TASK INSTRUCTIONS
1/ From the data sets page below, copy the passage that begins at the words "Aggregate Economic Data" and stops after the words "learn from it.".
2/ According to the data sets page below, how old were the NLSY79 cohort members in 1979?
3/ Continue the data sets page below from its last entry.

SELECTED EXCERPT
──────

Data sets and writing about data

A work-in-progress collection of easy (and some not so easy) to access data sets. Created for the Data Analytics for Economists course at the University of Wisconsin -- Madison, but all are welcome. Suggestions and corrections are always appreciated (ruhl2@wisc.edu).

Data repositories

Aggregate Economic Data

Data on Individuals

  • American Community Survey Social, economic, housing, and demographic data often used to produce county-level analysis. The public use microdata sample (PUMS) contains anonymous data on individuals.

  • Current Population Survey Household level data on employment, income, and education.

  • NLSY79 These data follow a cohort of men and women who were 14-22 years old in 1979. They are then re-surveyed each year until 1994. Not the easiest data to access, but there is a lot to learn from it.

  • National Survey of Family Growth Interviews with females about pregnancy and associated topics. Includes demographic data.

──────

SUPPLIED RECORDS

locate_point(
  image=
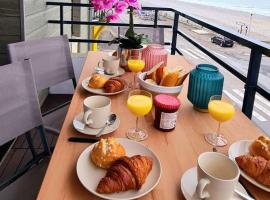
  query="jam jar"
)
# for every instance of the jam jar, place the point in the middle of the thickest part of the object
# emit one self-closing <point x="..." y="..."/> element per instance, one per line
<point x="166" y="110"/>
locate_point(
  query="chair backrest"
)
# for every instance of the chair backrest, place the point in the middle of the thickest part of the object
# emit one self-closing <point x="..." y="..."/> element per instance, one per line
<point x="50" y="59"/>
<point x="19" y="107"/>
<point x="156" y="35"/>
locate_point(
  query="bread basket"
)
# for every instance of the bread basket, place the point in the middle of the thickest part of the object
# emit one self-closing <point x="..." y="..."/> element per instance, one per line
<point x="156" y="89"/>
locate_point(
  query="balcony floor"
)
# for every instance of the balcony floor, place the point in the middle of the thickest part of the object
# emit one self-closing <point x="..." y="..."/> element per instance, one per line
<point x="19" y="153"/>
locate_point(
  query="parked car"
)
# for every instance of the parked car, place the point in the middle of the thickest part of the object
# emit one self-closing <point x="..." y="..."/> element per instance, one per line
<point x="222" y="41"/>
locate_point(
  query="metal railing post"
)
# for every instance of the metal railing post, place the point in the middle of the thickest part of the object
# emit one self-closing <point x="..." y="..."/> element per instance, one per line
<point x="156" y="19"/>
<point x="61" y="20"/>
<point x="175" y="29"/>
<point x="252" y="80"/>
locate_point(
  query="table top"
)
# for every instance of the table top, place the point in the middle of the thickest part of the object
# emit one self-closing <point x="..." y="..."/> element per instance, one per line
<point x="177" y="150"/>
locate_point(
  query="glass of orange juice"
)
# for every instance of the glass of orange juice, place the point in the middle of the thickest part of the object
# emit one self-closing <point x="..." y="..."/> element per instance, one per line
<point x="135" y="64"/>
<point x="140" y="104"/>
<point x="221" y="110"/>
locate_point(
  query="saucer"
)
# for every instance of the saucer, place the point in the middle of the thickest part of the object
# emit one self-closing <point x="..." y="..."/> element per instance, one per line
<point x="78" y="123"/>
<point x="189" y="183"/>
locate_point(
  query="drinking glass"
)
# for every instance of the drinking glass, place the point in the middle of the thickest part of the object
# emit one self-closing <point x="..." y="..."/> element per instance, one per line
<point x="135" y="64"/>
<point x="221" y="110"/>
<point x="139" y="103"/>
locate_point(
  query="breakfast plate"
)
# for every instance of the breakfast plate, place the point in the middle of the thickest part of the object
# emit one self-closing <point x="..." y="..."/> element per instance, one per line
<point x="119" y="72"/>
<point x="101" y="91"/>
<point x="242" y="148"/>
<point x="90" y="175"/>
<point x="189" y="183"/>
<point x="78" y="124"/>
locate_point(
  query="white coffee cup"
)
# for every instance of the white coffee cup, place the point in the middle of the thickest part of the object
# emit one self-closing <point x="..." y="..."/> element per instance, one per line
<point x="217" y="176"/>
<point x="96" y="111"/>
<point x="110" y="64"/>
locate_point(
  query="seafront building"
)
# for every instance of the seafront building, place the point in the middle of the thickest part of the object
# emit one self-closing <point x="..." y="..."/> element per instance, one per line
<point x="187" y="32"/>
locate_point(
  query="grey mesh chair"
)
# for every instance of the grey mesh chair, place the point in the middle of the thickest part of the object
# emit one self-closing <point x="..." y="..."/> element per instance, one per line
<point x="19" y="111"/>
<point x="51" y="62"/>
<point x="156" y="35"/>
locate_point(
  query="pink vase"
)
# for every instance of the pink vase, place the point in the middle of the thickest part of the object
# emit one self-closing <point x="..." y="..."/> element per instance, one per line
<point x="153" y="54"/>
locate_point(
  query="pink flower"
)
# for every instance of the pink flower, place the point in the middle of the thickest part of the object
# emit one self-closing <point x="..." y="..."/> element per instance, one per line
<point x="134" y="3"/>
<point x="112" y="17"/>
<point x="98" y="4"/>
<point x="108" y="4"/>
<point x="120" y="7"/>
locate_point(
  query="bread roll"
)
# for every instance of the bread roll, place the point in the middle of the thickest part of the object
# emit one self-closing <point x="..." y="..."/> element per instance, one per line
<point x="113" y="85"/>
<point x="97" y="81"/>
<point x="106" y="151"/>
<point x="170" y="80"/>
<point x="260" y="147"/>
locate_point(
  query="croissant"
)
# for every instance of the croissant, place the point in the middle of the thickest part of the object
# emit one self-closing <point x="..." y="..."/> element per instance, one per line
<point x="113" y="85"/>
<point x="127" y="173"/>
<point x="260" y="147"/>
<point x="257" y="167"/>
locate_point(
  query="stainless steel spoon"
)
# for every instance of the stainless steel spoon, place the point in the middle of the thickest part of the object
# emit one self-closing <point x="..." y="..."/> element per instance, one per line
<point x="243" y="196"/>
<point x="110" y="121"/>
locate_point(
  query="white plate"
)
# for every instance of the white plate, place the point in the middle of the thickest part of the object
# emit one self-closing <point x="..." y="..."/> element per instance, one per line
<point x="241" y="148"/>
<point x="101" y="91"/>
<point x="90" y="175"/>
<point x="189" y="183"/>
<point x="78" y="122"/>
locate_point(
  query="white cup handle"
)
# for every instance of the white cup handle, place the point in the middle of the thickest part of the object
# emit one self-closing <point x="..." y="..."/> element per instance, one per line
<point x="200" y="189"/>
<point x="99" y="62"/>
<point x="86" y="116"/>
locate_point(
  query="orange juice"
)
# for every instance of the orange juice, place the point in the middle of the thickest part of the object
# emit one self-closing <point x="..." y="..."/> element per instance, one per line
<point x="139" y="105"/>
<point x="136" y="65"/>
<point x="220" y="110"/>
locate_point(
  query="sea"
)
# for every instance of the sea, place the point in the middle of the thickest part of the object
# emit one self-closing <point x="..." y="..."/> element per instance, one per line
<point x="261" y="7"/>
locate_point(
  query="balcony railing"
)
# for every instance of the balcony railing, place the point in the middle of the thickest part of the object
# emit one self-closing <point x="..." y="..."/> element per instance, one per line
<point x="257" y="47"/>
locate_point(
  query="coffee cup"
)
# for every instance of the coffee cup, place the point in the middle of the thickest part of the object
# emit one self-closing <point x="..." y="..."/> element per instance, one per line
<point x="96" y="111"/>
<point x="217" y="176"/>
<point x="110" y="64"/>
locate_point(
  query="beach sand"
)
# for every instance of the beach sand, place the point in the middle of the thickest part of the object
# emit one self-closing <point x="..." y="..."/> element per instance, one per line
<point x="260" y="25"/>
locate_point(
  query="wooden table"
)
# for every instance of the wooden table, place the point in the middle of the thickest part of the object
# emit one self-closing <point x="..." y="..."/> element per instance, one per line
<point x="177" y="150"/>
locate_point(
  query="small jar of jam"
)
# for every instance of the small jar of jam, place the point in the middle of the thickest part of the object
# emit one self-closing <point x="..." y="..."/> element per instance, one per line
<point x="166" y="109"/>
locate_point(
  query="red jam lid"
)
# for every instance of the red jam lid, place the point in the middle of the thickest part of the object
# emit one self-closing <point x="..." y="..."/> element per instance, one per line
<point x="167" y="102"/>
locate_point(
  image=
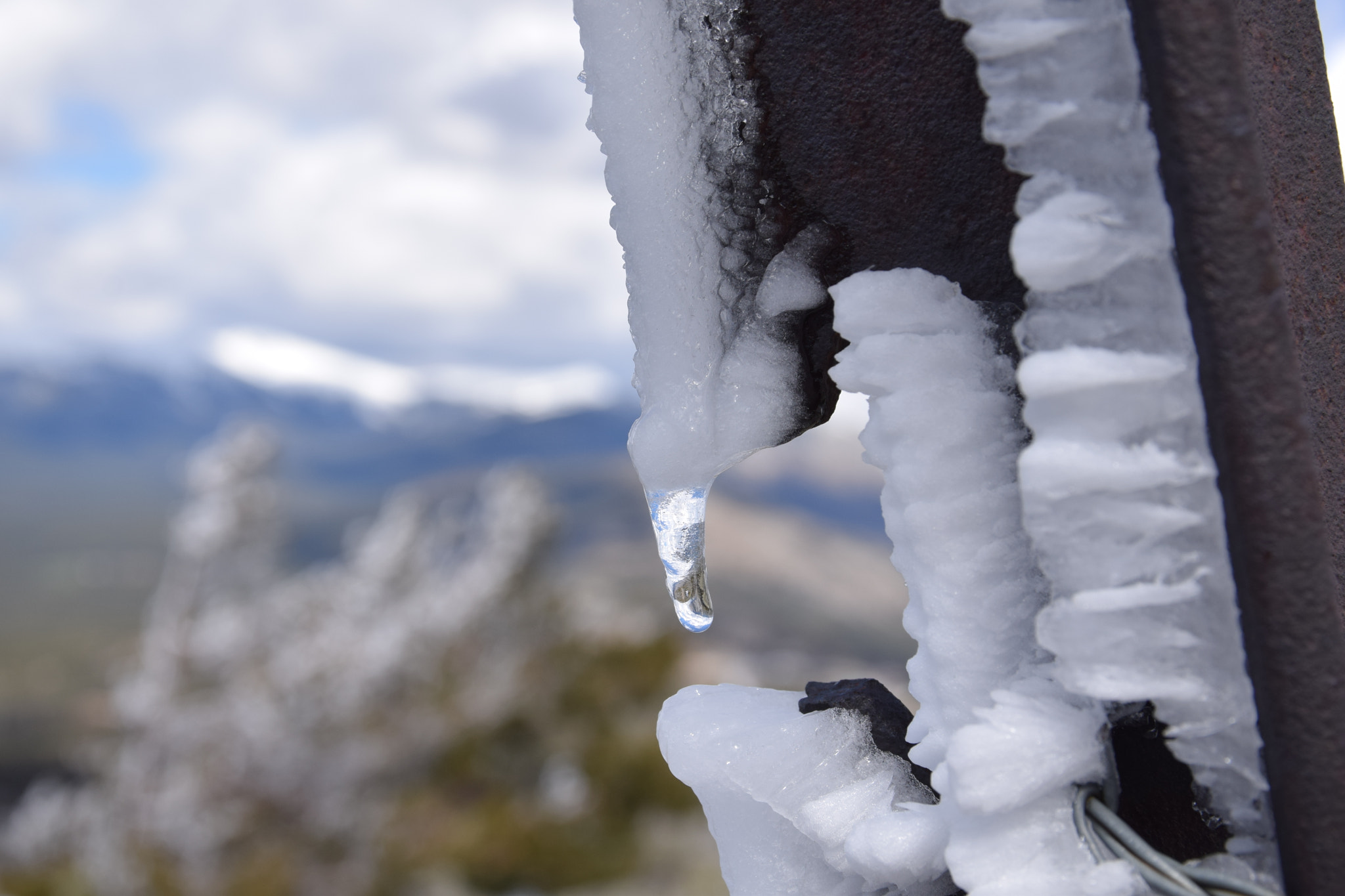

──────

ANSWERS PER TASK
1/
Aggregate Economic Data

Data on Individuals

  • American Community Survey Social, economic, housing, and demographic data often used to produce county-level analysis. The public use microdata sample (PUMS) contains anonymous data on individuals.

  • Current Population Survey Household level data on employment, income, and education.

  • NLSY79 These data follow a cohort of men and women who were 14-22 years old in 1979. They are then re-surveyed each year until 1994. Not the easiest data to access, but there is a lot to learn from it.

2/ They were 14-22 years old.

3/
  • FBI Crime Data Explorer What kinds of crimes are being committed? How are they changing over time?

Wisconsin Data

  • WI Dept. of Health Services Data on Asthma, Zika, and lots in between. It takes some clicking around, but many of datasets can be visualized as a map to get you thinking. Look for the download button in the top right corner.

  • Wisconsin Voting Data A lot of detail. There is an api, too.

  • City of Madison More data on the city, including lots of spatial data. The tax rolls are interesting—-I can see my house in this dataset!

Micro Export Data

  • Brookings Export Monitor Exports by industry at the county, metro, and state levels. (aggregates, too) This data tracks goods according to where they were produced.

  • USA Trade Sign up for a free account to use. Imports and exports by product and U.S. state. This data tracks goods according to origin of movement rather than production.

Business Data

  • Inside Airbnb Data on listing, reviews and calendar data. Doesn't have data for a Wisconsin city, but Minneapolis and Chicago are in there.

  • Yahoo Finance Historical and current financial data. The api in `pandas_datareader` is broken, but you can still download files from the site.

  • FDIC Aggregate data on US banks, including balance sheet and income statement data. The data on bank failures might make for an interesting analysis.

  • Airline routes (T-100) Route-segment based data. Monthly observations on number of passengers, seats, and cargo transported on a given route segment for each airline.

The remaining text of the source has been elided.